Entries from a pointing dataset
** Start **

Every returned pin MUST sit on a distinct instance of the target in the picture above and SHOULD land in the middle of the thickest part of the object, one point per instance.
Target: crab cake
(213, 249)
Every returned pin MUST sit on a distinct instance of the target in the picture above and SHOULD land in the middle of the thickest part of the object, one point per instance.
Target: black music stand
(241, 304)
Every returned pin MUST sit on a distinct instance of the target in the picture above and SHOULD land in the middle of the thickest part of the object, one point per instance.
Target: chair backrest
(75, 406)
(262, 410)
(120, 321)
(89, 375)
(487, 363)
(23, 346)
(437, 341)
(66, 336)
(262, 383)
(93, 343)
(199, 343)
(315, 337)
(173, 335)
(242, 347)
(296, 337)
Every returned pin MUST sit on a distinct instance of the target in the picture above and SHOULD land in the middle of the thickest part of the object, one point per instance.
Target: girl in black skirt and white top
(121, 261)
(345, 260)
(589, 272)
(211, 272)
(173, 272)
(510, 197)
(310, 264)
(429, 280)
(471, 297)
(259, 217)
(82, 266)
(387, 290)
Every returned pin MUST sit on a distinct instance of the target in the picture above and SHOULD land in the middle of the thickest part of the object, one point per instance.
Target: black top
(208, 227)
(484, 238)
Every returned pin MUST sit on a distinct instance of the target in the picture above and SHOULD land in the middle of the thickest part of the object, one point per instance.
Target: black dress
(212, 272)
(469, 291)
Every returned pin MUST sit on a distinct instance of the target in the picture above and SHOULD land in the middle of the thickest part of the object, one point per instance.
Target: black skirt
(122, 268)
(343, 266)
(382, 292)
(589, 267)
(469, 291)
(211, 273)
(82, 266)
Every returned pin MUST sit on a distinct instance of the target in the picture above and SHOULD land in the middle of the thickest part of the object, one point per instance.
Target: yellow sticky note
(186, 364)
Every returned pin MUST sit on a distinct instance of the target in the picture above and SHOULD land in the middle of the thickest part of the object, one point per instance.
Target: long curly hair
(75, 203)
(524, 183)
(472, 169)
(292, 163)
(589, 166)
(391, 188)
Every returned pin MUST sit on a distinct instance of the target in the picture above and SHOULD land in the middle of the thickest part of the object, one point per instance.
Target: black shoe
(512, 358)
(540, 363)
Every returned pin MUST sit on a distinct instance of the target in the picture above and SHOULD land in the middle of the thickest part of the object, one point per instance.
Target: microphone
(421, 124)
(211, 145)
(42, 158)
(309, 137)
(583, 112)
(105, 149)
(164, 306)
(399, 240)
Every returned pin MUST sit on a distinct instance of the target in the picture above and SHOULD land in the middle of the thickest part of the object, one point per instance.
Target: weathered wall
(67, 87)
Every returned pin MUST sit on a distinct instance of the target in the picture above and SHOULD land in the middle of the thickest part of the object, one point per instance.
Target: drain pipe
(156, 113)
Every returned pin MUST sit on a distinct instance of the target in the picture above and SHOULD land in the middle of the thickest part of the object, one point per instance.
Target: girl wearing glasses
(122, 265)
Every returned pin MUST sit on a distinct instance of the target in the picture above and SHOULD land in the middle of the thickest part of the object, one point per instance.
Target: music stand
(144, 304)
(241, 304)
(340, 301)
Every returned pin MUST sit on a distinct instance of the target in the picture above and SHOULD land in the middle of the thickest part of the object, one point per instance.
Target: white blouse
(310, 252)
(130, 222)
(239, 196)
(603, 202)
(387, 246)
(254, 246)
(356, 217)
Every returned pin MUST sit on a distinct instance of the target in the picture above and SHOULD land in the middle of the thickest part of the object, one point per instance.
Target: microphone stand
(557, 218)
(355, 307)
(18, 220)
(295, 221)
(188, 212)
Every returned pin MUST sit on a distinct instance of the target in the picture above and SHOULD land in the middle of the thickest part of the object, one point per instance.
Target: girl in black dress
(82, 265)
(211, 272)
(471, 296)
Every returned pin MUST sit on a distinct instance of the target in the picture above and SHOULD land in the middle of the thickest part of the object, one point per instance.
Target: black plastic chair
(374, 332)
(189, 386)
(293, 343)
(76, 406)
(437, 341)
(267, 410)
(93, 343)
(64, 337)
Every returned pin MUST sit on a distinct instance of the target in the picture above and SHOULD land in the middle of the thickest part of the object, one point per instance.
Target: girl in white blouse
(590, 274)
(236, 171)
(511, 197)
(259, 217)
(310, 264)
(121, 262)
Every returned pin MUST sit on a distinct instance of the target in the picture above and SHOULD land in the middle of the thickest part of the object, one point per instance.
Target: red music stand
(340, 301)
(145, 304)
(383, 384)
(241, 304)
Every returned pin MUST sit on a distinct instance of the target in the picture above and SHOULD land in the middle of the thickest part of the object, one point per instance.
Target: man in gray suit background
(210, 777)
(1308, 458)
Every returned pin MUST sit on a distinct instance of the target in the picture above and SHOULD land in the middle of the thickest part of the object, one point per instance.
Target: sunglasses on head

** End **

## Problem to solve
Extract every line from the entries above that contains the word "dress", matching its case exactly.

## In response
Target: black dress
Target: girl in black dress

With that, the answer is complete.